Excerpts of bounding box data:
▬▬▬

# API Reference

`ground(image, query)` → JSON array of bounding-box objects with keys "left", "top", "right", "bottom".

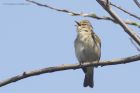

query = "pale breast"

[{"left": 75, "top": 36, "right": 100, "bottom": 62}]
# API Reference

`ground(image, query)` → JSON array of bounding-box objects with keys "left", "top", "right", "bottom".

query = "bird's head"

[{"left": 75, "top": 20, "right": 93, "bottom": 34}]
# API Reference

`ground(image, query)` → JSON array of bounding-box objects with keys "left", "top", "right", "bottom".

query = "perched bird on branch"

[{"left": 74, "top": 20, "right": 101, "bottom": 88}]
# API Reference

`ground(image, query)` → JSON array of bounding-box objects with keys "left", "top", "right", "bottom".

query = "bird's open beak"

[{"left": 75, "top": 21, "right": 80, "bottom": 26}]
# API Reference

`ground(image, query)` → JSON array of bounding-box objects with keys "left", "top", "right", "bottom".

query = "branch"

[
  {"left": 96, "top": 0, "right": 140, "bottom": 46},
  {"left": 133, "top": 0, "right": 140, "bottom": 8},
  {"left": 26, "top": 0, "right": 140, "bottom": 28},
  {"left": 130, "top": 38, "right": 140, "bottom": 51},
  {"left": 0, "top": 54, "right": 140, "bottom": 87},
  {"left": 110, "top": 3, "right": 140, "bottom": 20}
]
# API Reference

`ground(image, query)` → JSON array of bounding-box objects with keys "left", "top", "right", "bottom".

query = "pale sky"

[{"left": 0, "top": 0, "right": 140, "bottom": 93}]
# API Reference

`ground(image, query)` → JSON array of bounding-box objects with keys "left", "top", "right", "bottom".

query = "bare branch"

[
  {"left": 133, "top": 0, "right": 140, "bottom": 8},
  {"left": 96, "top": 0, "right": 140, "bottom": 46},
  {"left": 0, "top": 54, "right": 140, "bottom": 87},
  {"left": 110, "top": 2, "right": 140, "bottom": 20},
  {"left": 26, "top": 0, "right": 140, "bottom": 28},
  {"left": 130, "top": 38, "right": 140, "bottom": 51}
]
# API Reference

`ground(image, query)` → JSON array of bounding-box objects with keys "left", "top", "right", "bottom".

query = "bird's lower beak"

[{"left": 75, "top": 21, "right": 80, "bottom": 26}]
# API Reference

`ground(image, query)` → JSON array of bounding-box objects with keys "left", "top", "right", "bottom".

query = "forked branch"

[{"left": 0, "top": 54, "right": 140, "bottom": 87}]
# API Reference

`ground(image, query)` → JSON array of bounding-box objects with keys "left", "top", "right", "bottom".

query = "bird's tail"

[{"left": 84, "top": 67, "right": 94, "bottom": 88}]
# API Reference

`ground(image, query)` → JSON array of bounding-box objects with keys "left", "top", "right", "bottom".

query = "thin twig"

[
  {"left": 133, "top": 0, "right": 140, "bottom": 8},
  {"left": 110, "top": 2, "right": 140, "bottom": 20},
  {"left": 130, "top": 38, "right": 140, "bottom": 51},
  {"left": 96, "top": 0, "right": 140, "bottom": 46},
  {"left": 0, "top": 54, "right": 140, "bottom": 87},
  {"left": 26, "top": 0, "right": 140, "bottom": 28}
]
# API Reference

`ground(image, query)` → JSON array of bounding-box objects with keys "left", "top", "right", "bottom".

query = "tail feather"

[{"left": 83, "top": 67, "right": 94, "bottom": 88}]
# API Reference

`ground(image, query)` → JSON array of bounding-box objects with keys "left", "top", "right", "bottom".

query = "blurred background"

[{"left": 0, "top": 0, "right": 140, "bottom": 93}]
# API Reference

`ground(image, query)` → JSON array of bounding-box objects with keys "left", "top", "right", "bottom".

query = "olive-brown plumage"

[{"left": 74, "top": 20, "right": 101, "bottom": 88}]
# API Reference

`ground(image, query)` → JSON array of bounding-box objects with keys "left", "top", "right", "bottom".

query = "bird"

[{"left": 74, "top": 20, "right": 101, "bottom": 88}]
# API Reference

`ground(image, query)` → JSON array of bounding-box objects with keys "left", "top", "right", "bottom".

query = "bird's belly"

[{"left": 76, "top": 46, "right": 99, "bottom": 62}]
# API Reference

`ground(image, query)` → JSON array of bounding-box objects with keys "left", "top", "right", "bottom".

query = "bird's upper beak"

[{"left": 75, "top": 21, "right": 80, "bottom": 26}]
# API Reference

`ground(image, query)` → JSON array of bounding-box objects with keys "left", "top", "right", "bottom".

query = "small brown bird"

[{"left": 74, "top": 20, "right": 101, "bottom": 88}]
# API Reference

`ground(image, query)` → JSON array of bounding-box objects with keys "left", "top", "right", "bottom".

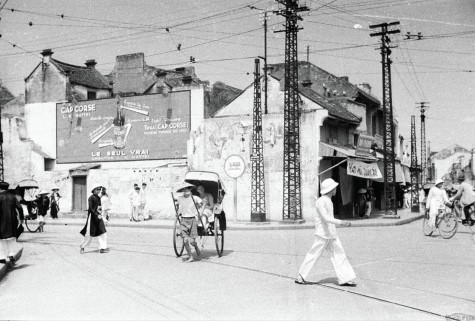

▬▬▬

→ **Short task**
Collect every line above that contains the string "brown", and copy each one out.

→ **Correct response**
query = "olive-brown plumage"
query = "small brown bird"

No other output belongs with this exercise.